— PROBLEM STATEMENT —
Output every record verbatim, and omit each picture.

— EXTRACTED DATA —
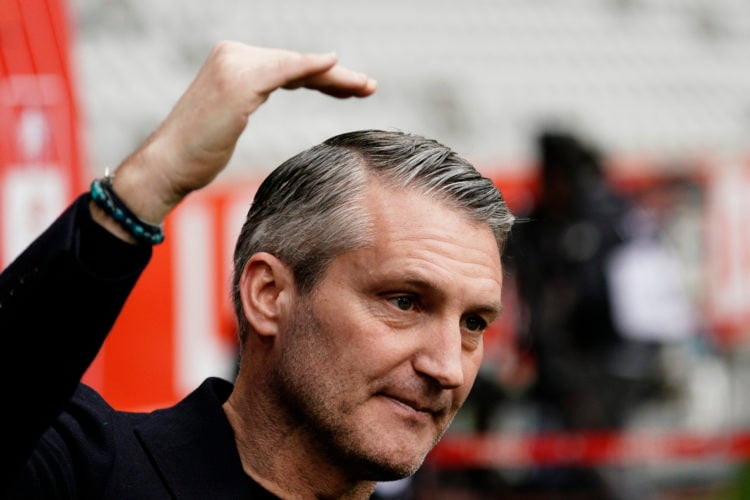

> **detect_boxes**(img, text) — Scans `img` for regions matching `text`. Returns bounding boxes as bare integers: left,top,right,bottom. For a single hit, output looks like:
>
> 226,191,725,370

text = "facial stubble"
268,297,450,482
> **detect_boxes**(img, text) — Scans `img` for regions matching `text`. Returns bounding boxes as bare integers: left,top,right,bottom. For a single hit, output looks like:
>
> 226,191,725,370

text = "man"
2,42,513,498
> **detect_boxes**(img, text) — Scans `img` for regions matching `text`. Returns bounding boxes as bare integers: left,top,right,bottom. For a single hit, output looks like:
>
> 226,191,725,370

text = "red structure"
0,0,84,265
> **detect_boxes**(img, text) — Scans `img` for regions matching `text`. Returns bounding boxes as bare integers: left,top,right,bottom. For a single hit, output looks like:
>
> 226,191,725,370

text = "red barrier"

— THE ANSWER —
> **detect_boxes**(img, text) — Scans `img` for regions matching `text`. Returns bounding boxes as bare integers: left,top,right,bottom. For a single hit, output looks like:
>
> 226,191,725,370

text = "facial stubble"
268,297,450,482
> **detect_boxes**(img, text) — Scans `img` for regions matching `text`. Returns bounding boxes as bare integers: left,top,right,bottom. For a single hit, output looks like:
>
> 226,191,725,370

text = "man"
2,42,513,498
> **detect_boxes**(img, text) — Scans `img` for regions matching `text`. Returns bounding boxes as bare integers: left,top,right,bottom. For a single hit, output looks like:
>
> 226,191,725,370

text = "red structure"
0,0,84,265
> **detect_boxes**(img, text) — Scans `img` for regions matching `text`. Returns bounding boxes as bare integers: left,top,right,bottom. For a single hit, output looks like:
>
> 226,191,725,370

text = "red barrier"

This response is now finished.